The Sun has a strong magnetic field, but one that is constantly on the move, to the extent that around every 11 years or so, Solar polarity flips: north becomes south, until another 11 years has passed when it flips back again. These Solar Cycles affect what happens at the surface of the Sun, such as the sunspots caused by those magnetic fields. Each cycle starts at Solar Minimum with very few or no sunspots, then rises mid-cycle towards Solar Maximum, where sunspots are numerous, before falling back towards the end. The total radiation emitted by the Sun – total solar irradiance (TSI) is the technical term – essentially defined as the solar flux at the Earth's orbital radius, fluctuates through this 11-year cycle by up to 0.15% between maximum and minimum.

Such short term and small fluctuations in TSI do not have a strong long term influence on Earth's climate: they are not large enough and as it's a cycle, they essentially cancel one another out. Over the longer term, more sustained changes in TSI over centuries are more important. This is why such information is included, along with other natural and human-driven influences, when running climate models, to ask them, “what if?"

An examination of the past 1150 years found temperatures to have closely matched solar activity for much of that time (Usoskin et al. 2005). But also for much of that time, greenhouse gas concentrations hardly varied at all. This led the study to conclude, " that at least this most recent warming episode must have another source."

Data records
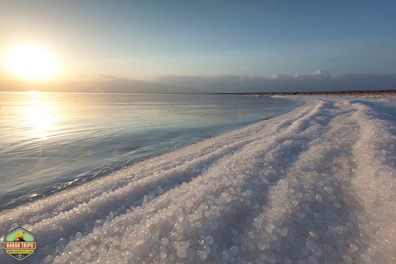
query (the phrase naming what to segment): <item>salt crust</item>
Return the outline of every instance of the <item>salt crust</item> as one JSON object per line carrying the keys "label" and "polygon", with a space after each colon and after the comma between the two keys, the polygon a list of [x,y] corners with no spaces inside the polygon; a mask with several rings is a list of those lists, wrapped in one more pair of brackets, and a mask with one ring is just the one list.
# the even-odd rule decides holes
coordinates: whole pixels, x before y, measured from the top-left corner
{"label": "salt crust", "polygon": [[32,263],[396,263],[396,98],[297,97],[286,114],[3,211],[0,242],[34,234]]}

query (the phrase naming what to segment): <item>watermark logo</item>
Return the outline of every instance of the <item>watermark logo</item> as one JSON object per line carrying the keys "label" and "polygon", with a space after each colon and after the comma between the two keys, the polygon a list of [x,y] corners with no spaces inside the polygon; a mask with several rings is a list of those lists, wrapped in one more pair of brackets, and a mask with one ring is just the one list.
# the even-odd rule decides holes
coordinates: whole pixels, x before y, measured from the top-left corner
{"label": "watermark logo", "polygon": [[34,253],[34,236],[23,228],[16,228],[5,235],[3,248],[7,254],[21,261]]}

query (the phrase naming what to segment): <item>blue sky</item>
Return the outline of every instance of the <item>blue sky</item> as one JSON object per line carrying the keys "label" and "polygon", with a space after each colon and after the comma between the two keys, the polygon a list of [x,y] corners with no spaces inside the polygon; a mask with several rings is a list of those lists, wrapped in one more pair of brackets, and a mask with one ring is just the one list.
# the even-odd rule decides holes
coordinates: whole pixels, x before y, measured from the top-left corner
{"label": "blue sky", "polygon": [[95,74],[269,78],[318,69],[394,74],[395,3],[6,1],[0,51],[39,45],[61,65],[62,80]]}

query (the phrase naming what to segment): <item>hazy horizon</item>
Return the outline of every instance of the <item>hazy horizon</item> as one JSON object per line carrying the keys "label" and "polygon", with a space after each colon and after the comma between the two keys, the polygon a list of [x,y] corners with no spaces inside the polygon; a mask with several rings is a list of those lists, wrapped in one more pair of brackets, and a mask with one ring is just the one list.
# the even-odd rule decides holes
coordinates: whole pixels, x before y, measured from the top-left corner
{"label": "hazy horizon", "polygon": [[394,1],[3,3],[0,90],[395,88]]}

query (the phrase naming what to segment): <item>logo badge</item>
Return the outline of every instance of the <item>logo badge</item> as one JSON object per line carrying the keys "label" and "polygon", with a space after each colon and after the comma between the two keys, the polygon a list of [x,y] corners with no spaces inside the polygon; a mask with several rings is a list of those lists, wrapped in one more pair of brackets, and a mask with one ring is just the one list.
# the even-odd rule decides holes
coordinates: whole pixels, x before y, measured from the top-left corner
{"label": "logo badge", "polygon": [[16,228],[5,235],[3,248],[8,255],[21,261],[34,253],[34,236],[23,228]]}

Problem requirements
Please continue the passage above on the Sun's cycles and Earth's climate, starting right after its last sentence.

Solved problem
TSI vs. T
Figure 2: Annual global temperature change (thin light red) with 11 year moving average of temperature (thick dark red). Temperature from NASA GISS. Annual Total Solar Irradiance (thin light blue) with 11 year moving average of TSI (thick dark blue). TSI from 1880 to 1978 from Krivova et al. 2007. TSI from 1979 to 2015 from the World Radiation Center (see their PMOD index page for data updates). Plots of the most recent solar irradiance can be found at the Laboratory for Atmospheric and Space Physics LISIRD site.

The slight decline in Solar activity after 1975 was picked up through a number of independent measurements, so is definitely real. Over the last 45 years of global warming, Solar activity and global temperature have therefore been steadily diverging. In fact, an analysis of solar trends concluded that the sun has actually contributed a slight cooling influence into the mix that has driven global temperature through recent decades (Lockwood, 2008), but the massive increase in carbon-based greenhouse gases is the main forcing agent at present.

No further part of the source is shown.